● **Description of the task**: Pull out every line in the items below that contains the word "woman".

● **Given data**:
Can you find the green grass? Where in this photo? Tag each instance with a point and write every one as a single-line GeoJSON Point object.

==

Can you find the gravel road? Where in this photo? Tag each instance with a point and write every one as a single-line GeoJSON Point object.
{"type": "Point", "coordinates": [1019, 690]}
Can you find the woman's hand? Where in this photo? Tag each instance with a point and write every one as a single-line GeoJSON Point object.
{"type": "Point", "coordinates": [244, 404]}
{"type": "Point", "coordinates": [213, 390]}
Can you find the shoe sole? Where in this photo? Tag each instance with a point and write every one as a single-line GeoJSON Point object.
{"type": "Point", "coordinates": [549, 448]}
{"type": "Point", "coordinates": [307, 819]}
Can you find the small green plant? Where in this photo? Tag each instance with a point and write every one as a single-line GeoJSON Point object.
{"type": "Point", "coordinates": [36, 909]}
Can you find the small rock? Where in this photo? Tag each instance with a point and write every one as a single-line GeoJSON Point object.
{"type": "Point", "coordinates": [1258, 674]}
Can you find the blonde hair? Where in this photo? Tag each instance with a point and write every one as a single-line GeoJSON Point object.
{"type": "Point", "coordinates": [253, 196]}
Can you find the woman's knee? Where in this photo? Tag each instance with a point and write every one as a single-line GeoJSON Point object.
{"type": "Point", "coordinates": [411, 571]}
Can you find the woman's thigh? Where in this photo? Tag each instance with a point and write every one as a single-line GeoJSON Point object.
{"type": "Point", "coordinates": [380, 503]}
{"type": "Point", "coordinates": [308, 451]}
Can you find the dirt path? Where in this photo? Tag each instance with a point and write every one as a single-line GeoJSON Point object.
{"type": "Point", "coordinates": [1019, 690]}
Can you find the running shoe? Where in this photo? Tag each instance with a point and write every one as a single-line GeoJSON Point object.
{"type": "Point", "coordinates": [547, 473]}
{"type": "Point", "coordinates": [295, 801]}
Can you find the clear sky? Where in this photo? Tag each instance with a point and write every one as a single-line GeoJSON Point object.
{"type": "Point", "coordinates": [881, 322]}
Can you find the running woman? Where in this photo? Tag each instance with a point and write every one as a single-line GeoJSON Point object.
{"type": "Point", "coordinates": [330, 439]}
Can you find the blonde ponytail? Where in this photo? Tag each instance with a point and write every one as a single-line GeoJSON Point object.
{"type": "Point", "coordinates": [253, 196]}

==

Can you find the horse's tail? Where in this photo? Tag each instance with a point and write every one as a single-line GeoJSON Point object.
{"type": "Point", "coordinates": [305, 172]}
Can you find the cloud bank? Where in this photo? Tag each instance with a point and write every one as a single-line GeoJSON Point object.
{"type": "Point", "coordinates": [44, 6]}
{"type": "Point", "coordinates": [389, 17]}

● **Response**:
Can you find the woman's hand? Where in this photo? Tag each instance with a point and write every one as a single-line GeoJSON Point object.
Can you find the woman's knee? Where in this photo? Tag each instance with a point and write every one as a single-line GeoJSON Point object.
Can you find the woman's thigh? Where in this photo? Tag each instance with a point and write every one as a single-line GeoJSON Point object.
Can you find the running woman? Where in this photo? Tag each instance with a point and write every one as a single-line GeoJSON Point object.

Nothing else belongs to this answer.